» REQUIREMENT:
List every line of the records that contains the word "woman", copying each one in full and treating uppercase and lowercase as different.

» DATA SUPPLIED:
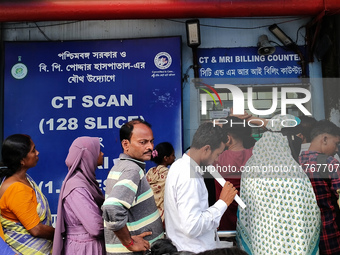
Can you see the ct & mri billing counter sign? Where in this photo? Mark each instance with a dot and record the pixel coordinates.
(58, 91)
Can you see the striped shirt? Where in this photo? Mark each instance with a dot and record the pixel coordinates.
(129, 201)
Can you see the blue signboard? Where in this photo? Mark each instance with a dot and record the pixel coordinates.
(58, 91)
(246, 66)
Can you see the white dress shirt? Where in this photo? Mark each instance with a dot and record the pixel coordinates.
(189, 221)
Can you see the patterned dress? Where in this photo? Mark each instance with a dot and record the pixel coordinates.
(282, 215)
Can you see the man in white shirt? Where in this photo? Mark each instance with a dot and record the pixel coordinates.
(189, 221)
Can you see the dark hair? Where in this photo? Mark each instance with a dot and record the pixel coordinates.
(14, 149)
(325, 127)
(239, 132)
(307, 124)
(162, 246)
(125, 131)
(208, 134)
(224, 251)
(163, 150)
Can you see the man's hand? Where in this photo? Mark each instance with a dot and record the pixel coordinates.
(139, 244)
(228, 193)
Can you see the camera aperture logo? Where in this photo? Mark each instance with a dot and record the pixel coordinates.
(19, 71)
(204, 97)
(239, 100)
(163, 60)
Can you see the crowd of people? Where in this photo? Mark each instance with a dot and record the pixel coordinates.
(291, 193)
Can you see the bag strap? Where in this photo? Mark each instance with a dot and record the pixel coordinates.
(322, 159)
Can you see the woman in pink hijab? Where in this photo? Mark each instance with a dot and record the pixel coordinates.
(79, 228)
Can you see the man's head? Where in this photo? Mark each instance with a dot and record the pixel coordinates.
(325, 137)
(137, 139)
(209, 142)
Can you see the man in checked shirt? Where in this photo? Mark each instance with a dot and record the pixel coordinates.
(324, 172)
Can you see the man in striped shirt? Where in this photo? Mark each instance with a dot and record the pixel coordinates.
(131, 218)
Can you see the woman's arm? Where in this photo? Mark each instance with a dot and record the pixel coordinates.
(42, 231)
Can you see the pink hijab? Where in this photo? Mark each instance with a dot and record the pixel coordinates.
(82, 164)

==

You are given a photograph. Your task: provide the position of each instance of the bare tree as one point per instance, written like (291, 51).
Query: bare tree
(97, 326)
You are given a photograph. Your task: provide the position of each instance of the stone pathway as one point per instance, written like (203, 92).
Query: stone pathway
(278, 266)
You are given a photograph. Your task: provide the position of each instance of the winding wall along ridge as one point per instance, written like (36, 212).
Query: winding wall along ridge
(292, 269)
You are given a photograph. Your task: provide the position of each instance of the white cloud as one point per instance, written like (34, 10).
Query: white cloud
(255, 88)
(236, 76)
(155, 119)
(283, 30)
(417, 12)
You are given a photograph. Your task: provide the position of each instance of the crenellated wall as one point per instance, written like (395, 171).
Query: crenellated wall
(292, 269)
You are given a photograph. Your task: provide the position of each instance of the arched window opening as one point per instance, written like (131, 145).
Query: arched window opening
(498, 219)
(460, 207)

» RESULT:
Can you see the woman in pink hijab? Where in this photo? Mark each instance with a dot and record the pixel coordinates.
Can you see the woman's arm? Where in this photo? Mark each instance with a dot and record the pixel coordinates.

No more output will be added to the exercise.